> **Prompt**:
Provide an exact transcription of all the records.
━━ Information given
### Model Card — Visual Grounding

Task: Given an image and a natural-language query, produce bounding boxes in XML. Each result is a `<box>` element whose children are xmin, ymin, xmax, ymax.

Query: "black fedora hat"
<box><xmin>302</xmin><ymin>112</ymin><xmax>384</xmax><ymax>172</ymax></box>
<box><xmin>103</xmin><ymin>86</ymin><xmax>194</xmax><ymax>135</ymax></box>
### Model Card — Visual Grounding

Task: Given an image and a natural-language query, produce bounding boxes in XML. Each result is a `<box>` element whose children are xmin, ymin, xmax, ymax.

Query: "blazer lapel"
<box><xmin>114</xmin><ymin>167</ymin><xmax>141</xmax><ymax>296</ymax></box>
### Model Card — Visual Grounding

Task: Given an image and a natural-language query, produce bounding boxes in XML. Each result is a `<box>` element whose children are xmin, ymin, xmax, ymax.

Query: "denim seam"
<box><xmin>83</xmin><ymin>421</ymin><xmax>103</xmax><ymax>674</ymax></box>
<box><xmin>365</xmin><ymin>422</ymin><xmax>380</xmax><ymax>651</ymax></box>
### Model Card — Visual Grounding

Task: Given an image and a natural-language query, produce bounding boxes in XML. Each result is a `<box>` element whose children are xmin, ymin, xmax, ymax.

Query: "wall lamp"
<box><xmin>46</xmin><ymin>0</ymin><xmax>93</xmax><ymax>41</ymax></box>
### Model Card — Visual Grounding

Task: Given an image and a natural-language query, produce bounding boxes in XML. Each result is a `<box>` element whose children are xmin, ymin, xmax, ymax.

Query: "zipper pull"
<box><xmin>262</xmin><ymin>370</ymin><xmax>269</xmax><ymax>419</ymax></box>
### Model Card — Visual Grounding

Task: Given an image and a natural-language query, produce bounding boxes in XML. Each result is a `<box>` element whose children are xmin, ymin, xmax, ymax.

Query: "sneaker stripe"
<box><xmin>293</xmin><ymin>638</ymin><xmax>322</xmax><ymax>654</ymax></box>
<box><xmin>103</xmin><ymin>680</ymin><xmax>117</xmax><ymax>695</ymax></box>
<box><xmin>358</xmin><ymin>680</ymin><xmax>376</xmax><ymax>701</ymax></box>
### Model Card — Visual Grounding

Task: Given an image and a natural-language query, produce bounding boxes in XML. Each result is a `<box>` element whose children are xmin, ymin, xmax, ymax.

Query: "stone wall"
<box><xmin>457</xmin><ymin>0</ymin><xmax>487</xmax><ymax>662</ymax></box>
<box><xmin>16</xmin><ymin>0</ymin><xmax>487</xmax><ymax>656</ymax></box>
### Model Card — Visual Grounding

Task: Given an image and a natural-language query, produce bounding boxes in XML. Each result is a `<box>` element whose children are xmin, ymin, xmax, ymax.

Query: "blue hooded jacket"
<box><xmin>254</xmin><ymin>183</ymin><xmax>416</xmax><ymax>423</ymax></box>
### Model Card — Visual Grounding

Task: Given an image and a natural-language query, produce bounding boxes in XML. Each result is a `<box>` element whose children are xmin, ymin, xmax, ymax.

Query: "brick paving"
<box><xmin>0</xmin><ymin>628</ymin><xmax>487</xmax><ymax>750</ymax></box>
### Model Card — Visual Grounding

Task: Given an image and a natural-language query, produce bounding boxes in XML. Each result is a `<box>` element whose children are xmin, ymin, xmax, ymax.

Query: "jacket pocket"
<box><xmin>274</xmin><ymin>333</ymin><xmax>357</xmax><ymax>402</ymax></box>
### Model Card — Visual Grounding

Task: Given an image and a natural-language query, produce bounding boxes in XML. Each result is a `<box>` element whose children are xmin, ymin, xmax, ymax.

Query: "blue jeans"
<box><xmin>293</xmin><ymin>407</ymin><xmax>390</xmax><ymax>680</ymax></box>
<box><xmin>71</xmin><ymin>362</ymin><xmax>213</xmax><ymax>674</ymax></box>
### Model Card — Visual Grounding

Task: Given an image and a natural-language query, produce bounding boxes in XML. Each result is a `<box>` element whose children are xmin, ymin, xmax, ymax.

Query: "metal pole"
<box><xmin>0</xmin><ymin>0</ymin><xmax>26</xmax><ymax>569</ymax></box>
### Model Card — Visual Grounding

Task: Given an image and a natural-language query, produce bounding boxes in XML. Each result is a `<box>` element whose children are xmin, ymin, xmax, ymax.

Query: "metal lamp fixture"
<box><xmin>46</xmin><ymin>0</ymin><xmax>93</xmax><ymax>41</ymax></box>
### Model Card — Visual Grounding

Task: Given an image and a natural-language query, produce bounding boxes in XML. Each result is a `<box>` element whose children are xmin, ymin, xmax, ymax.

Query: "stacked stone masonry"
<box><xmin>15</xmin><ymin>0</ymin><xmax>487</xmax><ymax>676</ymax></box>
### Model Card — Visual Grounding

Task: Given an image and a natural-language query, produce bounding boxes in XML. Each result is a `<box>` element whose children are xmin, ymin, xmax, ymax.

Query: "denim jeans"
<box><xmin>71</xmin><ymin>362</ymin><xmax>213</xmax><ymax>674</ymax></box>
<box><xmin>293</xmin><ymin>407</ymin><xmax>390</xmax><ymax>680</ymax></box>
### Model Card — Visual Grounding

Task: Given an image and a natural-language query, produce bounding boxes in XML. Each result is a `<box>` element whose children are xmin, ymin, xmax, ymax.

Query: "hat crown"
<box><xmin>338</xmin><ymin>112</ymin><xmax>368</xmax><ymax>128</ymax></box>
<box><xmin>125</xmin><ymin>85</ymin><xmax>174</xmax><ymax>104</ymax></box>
━━━━
> **Solution**:
### Model Card — Visual Grounding

Task: Given an image and a natural-language query, produce bounding boxes in XML. Each result is a `<box>` element whose children are xmin, ymin, xmax, ymax.

Query: "black fedora hat"
<box><xmin>302</xmin><ymin>112</ymin><xmax>384</xmax><ymax>172</ymax></box>
<box><xmin>103</xmin><ymin>86</ymin><xmax>194</xmax><ymax>135</ymax></box>
### Model Card — Visual Grounding

Task: Given an image and a natural-language query, produce bounding boxes in XML. Each result is a `<box>` element whose children are xmin, ymin, xmax, ymax.

Query: "blazer lapel"
<box><xmin>114</xmin><ymin>167</ymin><xmax>141</xmax><ymax>296</ymax></box>
### Model Card — Visual Grounding

Task: Given an image and a natural-language query, produce bounding boxes in XML. Each result is a `<box>` element whose children are xmin, ymin, xmax, ymax.

Query: "denim seam"
<box><xmin>83</xmin><ymin>421</ymin><xmax>103</xmax><ymax>674</ymax></box>
<box><xmin>365</xmin><ymin>422</ymin><xmax>380</xmax><ymax>651</ymax></box>
### Model Card — Visual Grounding

Task: Given an image and a natural-language query, produce bounding boxes in XML. Each result is a `<box>` element whose children are xmin, ymin, xmax, ymax.

Query: "wall lamp"
<box><xmin>46</xmin><ymin>0</ymin><xmax>93</xmax><ymax>41</ymax></box>
### Model Card — Visual Grounding

Task: Given an image and a natural-language query, produce bounding boxes in XML. Each result is a `<box>` element whose children are xmin, ymin, xmax, ymax.

Query: "zipper pull"
<box><xmin>262</xmin><ymin>370</ymin><xmax>269</xmax><ymax>419</ymax></box>
### Model Card — Visual Grounding

Task: Given an image and a natural-language query, produce bounding boxes in XML. Each result is a `<box>` element whose children are xmin, ymin, xmax, ymax.

Query: "sneaker stripe"
<box><xmin>293</xmin><ymin>638</ymin><xmax>322</xmax><ymax>654</ymax></box>
<box><xmin>103</xmin><ymin>680</ymin><xmax>117</xmax><ymax>695</ymax></box>
<box><xmin>358</xmin><ymin>680</ymin><xmax>376</xmax><ymax>701</ymax></box>
### Model Card — Visual Grounding

Task: Given an image and a natural-language query, produce bounding boxes in XML. Each result is a `<box>` element whose children are xmin, ymin, xmax, ymax.

Query: "stone wall"
<box><xmin>457</xmin><ymin>0</ymin><xmax>487</xmax><ymax>662</ymax></box>
<box><xmin>16</xmin><ymin>0</ymin><xmax>487</xmax><ymax>656</ymax></box>
### Model Card — Visual Grounding

Task: Given an image and a natural-language query, produce bounding boxes in XML. Each result is a `<box>` element whose children are xmin, ymin, xmax, ymax.

Query: "blue hooded jacket"
<box><xmin>254</xmin><ymin>183</ymin><xmax>416</xmax><ymax>423</ymax></box>
### Model Card — Visual Grounding

Task: Given an image and a natural-language query, produce bounding boxes in XML. Each result is a `<box>` element whose children are xmin, ymin, xmax, ymax.

Query: "brick paving"
<box><xmin>0</xmin><ymin>628</ymin><xmax>487</xmax><ymax>750</ymax></box>
### Model Card — Visual Grounding

Task: Given an image and a natural-language query, produce bounding boxes in XML. Each result is a `<box>` element whose children are xmin, ymin, xmax, ymax.

Query: "jacket pocket"
<box><xmin>274</xmin><ymin>333</ymin><xmax>357</xmax><ymax>402</ymax></box>
### Model Card — Visual Grounding

Task: Given an image and a natural-language query, produce bounding boxes in XML. Each result is a `<box>` element whose children are xmin, ymin, xmax, ymax.

Query: "blue jeans"
<box><xmin>293</xmin><ymin>407</ymin><xmax>390</xmax><ymax>680</ymax></box>
<box><xmin>71</xmin><ymin>362</ymin><xmax>213</xmax><ymax>674</ymax></box>
### Model Card — Visual Grounding

Task: Given an image and a natural-language query, produce bounding boxes in XML. Each result is a `<box>` element whose children are xmin, ymin, xmax, ymax.

Query: "metal pole"
<box><xmin>0</xmin><ymin>0</ymin><xmax>26</xmax><ymax>569</ymax></box>
### Model Card — Visual Grounding

Task: Given an image and a natural-language query, produce bounding boxes in XML. Each result is a `<box>` element whose children are xmin, ymin, xmax, ymax.

Query: "metal lamp fixture"
<box><xmin>46</xmin><ymin>0</ymin><xmax>93</xmax><ymax>41</ymax></box>
### Model Card — Visual Grounding

Task: Given an image and a natural-language query, produce bounding boxes in XML. Each result is a `<box>` element whose children are xmin, ymin, xmax, ymax.

Query: "stacked stone masonry"
<box><xmin>15</xmin><ymin>0</ymin><xmax>487</xmax><ymax>676</ymax></box>
### Model Card — Visual Grounding

Task: Given an image and a natural-language query, produce bounding boxes in XML. Each result is a `<box>` element whose children are xmin, ymin, xmax, ymax.

Query: "denim jeans"
<box><xmin>71</xmin><ymin>362</ymin><xmax>213</xmax><ymax>674</ymax></box>
<box><xmin>293</xmin><ymin>407</ymin><xmax>390</xmax><ymax>680</ymax></box>
### Model Card — Visual Grounding

Task: Given an image and a natural-language query, produce bounding boxes in XML. Each result is a `<box>` element whose children are xmin, ymin, xmax, ymax.

Query: "hat crown"
<box><xmin>338</xmin><ymin>112</ymin><xmax>368</xmax><ymax>128</ymax></box>
<box><xmin>125</xmin><ymin>85</ymin><xmax>174</xmax><ymax>104</ymax></box>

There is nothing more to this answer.